▶ DATA SUPPLIED
- - - -

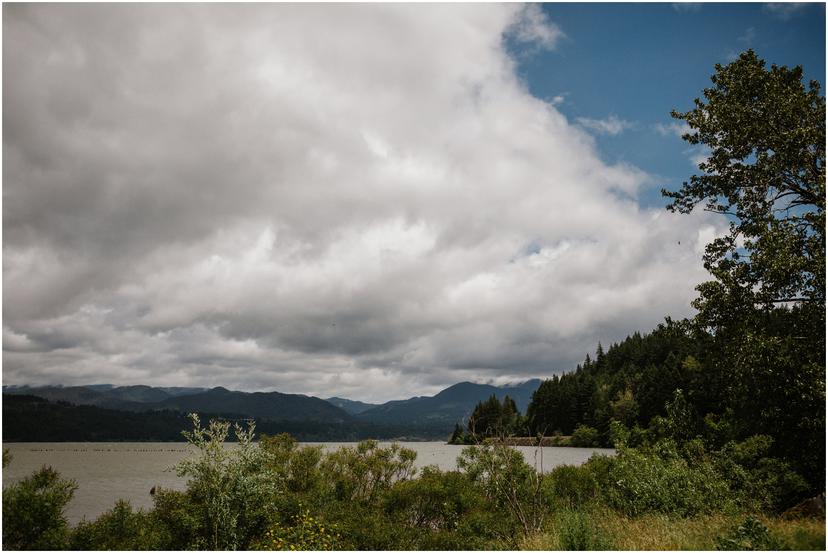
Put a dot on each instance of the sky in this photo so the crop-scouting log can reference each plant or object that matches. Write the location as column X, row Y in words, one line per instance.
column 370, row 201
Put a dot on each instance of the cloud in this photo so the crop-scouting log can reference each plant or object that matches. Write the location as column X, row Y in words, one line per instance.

- - - -

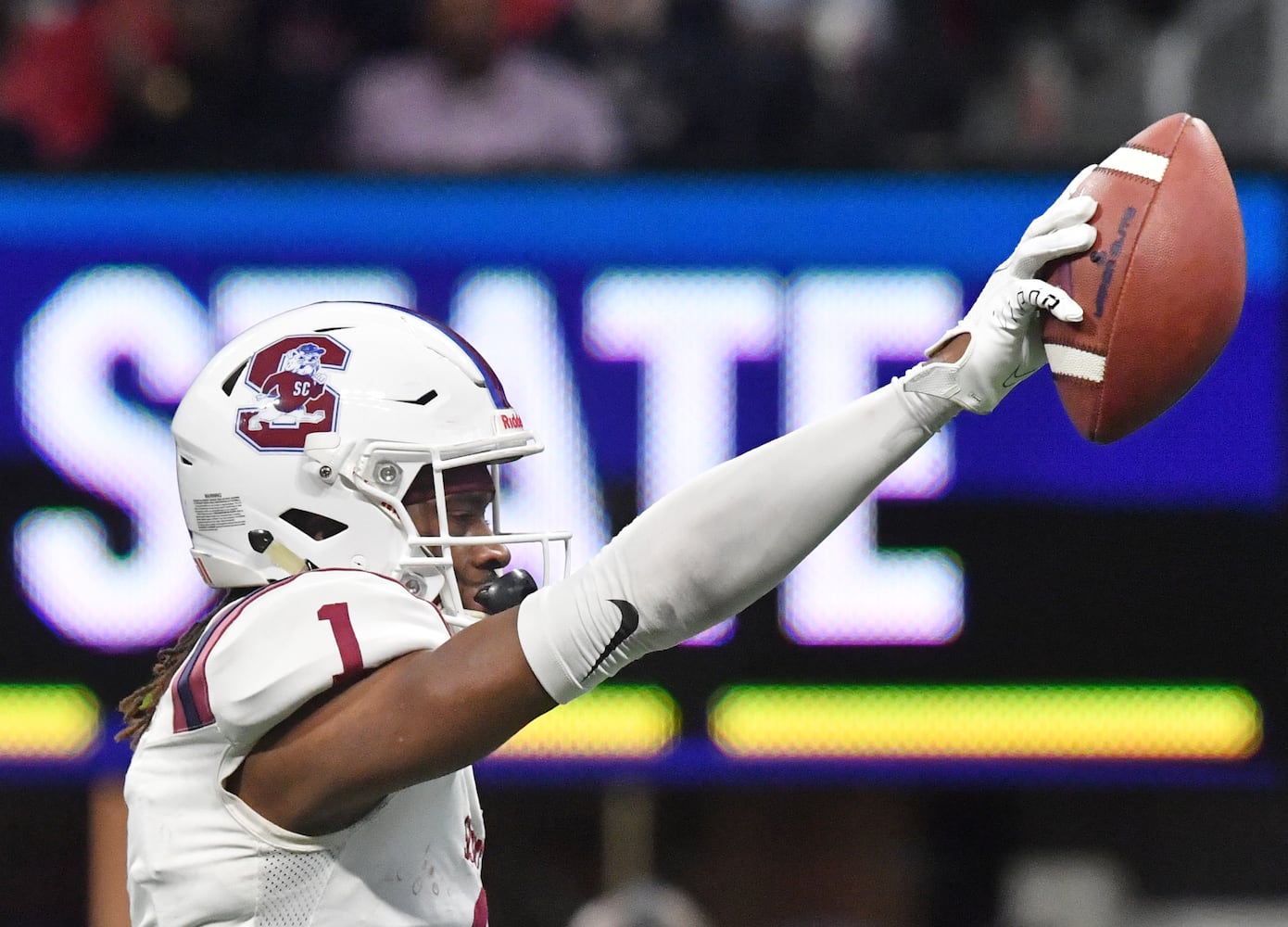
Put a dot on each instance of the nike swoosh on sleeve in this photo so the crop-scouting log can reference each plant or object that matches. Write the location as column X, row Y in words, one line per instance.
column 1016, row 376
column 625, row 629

- - - -

▶ THE PROBLEM
Express the lines from the line with "Put a dot on each instance of the sky" up to and including the line with "column 370, row 201" as a two-column CSV with the headers instruction and answer. Give one row for each request, and put its text and its answer each in a single quoted field with any line breaks replaced by spaces.

▶ SOLUTION TO THIS PROBLEM
instruction,answer
"Put a dot on each instance of the sky in this photo so the crop-scouting log can reference each plant or object that matches. Write the location as column X, row Y in words, one line per instance.","column 370, row 201"